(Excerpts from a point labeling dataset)
--*--

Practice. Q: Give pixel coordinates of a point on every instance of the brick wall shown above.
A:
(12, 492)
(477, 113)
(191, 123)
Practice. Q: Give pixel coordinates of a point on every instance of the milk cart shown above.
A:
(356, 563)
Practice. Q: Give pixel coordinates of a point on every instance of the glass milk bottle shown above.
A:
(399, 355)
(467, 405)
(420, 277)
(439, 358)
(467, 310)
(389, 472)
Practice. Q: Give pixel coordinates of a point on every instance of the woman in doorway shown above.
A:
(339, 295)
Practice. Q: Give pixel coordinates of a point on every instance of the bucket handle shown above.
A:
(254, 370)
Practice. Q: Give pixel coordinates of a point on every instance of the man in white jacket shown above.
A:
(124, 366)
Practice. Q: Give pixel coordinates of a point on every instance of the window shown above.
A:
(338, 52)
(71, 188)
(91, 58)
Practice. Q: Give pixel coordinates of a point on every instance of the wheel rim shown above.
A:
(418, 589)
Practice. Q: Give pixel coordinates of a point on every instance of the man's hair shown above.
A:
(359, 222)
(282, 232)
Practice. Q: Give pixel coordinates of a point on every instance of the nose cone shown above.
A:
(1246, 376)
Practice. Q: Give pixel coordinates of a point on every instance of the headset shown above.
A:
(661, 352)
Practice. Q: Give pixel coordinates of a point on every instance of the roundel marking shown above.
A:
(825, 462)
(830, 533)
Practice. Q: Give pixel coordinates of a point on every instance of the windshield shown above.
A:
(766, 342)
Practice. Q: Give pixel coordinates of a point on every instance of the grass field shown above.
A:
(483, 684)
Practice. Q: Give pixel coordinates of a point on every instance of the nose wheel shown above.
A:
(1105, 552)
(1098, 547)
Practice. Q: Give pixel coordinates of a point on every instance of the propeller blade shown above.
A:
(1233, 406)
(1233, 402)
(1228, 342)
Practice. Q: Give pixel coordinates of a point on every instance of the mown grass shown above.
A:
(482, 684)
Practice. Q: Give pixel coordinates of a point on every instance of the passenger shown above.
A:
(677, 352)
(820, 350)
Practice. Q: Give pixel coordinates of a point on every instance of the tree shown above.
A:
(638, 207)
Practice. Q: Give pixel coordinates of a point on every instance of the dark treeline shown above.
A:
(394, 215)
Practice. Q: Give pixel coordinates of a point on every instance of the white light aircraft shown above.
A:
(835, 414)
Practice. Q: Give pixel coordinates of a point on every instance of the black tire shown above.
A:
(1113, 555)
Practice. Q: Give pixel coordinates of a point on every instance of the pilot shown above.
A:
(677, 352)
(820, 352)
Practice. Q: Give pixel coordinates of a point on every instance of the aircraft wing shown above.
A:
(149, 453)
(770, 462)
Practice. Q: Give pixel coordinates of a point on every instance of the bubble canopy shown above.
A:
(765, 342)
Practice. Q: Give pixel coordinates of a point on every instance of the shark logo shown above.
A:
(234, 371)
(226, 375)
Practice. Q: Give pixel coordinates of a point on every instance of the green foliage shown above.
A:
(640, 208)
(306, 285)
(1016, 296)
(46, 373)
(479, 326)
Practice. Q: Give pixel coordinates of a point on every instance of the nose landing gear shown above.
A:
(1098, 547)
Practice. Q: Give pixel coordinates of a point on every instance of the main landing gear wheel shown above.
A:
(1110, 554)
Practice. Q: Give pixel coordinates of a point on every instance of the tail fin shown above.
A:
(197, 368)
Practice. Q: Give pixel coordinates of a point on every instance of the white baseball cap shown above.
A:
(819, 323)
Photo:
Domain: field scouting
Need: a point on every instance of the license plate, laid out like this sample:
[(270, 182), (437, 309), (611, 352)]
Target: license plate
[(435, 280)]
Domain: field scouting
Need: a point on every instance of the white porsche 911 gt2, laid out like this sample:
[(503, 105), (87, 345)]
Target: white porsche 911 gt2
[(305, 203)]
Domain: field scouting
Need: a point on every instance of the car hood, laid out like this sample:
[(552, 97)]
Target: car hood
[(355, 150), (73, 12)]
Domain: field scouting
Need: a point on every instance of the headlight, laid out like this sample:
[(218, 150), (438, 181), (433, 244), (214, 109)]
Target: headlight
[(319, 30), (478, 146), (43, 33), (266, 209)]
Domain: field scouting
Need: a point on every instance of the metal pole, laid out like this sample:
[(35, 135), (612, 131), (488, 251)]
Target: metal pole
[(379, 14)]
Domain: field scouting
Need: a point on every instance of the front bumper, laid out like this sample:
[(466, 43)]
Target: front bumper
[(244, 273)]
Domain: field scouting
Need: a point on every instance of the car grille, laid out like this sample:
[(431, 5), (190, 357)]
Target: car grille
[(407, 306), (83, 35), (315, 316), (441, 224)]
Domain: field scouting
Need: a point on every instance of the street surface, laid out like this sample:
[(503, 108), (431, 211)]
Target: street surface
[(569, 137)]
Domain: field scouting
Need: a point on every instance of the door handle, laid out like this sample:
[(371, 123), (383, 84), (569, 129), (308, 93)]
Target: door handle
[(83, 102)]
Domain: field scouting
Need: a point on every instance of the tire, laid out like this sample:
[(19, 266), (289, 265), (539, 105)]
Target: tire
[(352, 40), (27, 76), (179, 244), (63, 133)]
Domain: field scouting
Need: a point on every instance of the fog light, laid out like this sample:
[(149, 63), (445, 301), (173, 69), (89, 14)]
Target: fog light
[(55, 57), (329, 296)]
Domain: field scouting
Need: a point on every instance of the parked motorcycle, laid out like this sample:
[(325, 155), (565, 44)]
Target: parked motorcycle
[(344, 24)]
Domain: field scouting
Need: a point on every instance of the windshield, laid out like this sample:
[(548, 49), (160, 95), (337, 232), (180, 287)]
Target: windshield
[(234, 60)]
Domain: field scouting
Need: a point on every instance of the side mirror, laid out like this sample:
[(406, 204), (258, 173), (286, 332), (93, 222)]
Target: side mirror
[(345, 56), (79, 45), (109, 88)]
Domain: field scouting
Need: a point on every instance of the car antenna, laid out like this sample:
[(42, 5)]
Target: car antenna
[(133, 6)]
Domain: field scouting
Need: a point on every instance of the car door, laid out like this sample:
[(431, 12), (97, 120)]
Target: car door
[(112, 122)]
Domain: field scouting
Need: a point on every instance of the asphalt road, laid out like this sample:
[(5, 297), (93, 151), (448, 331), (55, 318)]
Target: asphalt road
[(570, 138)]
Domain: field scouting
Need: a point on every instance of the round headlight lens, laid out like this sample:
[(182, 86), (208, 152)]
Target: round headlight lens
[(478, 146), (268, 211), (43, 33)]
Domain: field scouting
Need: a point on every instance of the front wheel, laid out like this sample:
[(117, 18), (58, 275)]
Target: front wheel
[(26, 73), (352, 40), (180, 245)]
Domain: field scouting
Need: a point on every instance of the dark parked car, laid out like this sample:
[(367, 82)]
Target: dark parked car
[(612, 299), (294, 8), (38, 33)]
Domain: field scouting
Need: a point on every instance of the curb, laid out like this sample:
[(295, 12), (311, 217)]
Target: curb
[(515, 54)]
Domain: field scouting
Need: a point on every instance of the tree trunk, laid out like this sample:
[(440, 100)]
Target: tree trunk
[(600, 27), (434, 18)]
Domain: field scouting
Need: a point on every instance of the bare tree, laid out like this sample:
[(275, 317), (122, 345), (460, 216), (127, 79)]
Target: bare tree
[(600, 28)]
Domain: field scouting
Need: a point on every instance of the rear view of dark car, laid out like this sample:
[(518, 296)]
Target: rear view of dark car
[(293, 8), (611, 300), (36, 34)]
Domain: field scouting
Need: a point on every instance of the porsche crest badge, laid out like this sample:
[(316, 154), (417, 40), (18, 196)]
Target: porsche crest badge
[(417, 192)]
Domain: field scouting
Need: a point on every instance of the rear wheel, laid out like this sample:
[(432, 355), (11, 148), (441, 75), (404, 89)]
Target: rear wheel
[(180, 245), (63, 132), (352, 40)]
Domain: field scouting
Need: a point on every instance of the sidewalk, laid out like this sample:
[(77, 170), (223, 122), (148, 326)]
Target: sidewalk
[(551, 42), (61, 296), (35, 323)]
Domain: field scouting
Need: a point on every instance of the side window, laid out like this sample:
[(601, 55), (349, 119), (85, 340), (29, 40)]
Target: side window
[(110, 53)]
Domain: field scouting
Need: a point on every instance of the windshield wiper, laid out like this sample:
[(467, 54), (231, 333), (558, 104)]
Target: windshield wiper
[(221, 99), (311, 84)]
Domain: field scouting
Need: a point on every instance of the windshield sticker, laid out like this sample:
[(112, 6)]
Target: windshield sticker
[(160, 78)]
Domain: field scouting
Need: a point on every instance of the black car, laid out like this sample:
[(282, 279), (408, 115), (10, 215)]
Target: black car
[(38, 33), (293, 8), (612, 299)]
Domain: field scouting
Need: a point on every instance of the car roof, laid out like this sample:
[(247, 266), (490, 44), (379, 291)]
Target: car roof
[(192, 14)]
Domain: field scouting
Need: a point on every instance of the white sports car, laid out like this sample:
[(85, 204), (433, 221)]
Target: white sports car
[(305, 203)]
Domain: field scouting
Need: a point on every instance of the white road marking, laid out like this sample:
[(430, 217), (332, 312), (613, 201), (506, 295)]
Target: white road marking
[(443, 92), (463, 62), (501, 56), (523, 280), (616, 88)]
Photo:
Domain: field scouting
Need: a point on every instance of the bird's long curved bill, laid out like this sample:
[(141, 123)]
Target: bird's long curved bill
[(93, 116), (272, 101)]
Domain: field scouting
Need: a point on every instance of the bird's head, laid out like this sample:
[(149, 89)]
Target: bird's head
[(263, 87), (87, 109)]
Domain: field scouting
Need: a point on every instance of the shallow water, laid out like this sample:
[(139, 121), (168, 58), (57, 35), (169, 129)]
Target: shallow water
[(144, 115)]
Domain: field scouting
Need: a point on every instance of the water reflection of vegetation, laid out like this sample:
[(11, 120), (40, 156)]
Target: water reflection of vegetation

--*--

Your goal >> Rewrite the lines of the records from the line with "fin shown above." to the line with "[(379, 14)]", both included, as a numbered list with any blank lines left out.

Expected answer >>
1. Practice. Q: Give pixel coordinates of a point on every instance of the tail fin shown above.
2. A:
3. (197, 368)
4. Practice. Q: Give pixel coordinates of a point on every instance of the white baseball cap shown above.
5. A:
6. (819, 323)
7. Photo:
8. Domain: field scouting
9. Need: a point on every instance of the license plate, laid out like this sample:
10. [(270, 182), (437, 309), (611, 352)]
11. Target: license plate
12. [(435, 280)]
13. Domain: field scouting
14. Need: a point on every instance of the white porsche 911 gt2, laid out like this sample:
15. [(503, 105), (87, 345)]
16. Target: white porsche 911 gt2
17. [(305, 203)]
18. Domain: field scouting
19. Need: a point on every instance of the car hood, laid out like this sample:
20. [(552, 97)]
21. Target: car hood
22. [(355, 150), (73, 12)]
23. Domain: field scouting
24. Need: a point on every instance of the headlight, laid out like this sample:
25. [(218, 150), (438, 181), (433, 244), (214, 109)]
26. Target: headlight
27. [(319, 30), (478, 146), (43, 33), (266, 209)]
28. Domain: field scouting
29. Need: a point on every instance of the metal pole, laid out like this sample:
30. [(35, 135), (612, 131), (488, 251)]
31. Target: metal pole
32. [(379, 14)]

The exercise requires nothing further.